TO BE DONE = Can you copy the rows below word for word, with every character kept unchanged?

* Start DATASET EXCERPTS *

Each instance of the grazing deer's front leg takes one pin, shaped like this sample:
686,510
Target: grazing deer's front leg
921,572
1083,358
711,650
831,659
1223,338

* End DATASET EXCERPTS *

ANSWER TO THIS PROBLEM =
Each instance of the grazing deer's front leg takes one pin, shaped like this sample:
686,510
Target: grazing deer's front leg
921,572
1083,358
711,650
831,659
1223,338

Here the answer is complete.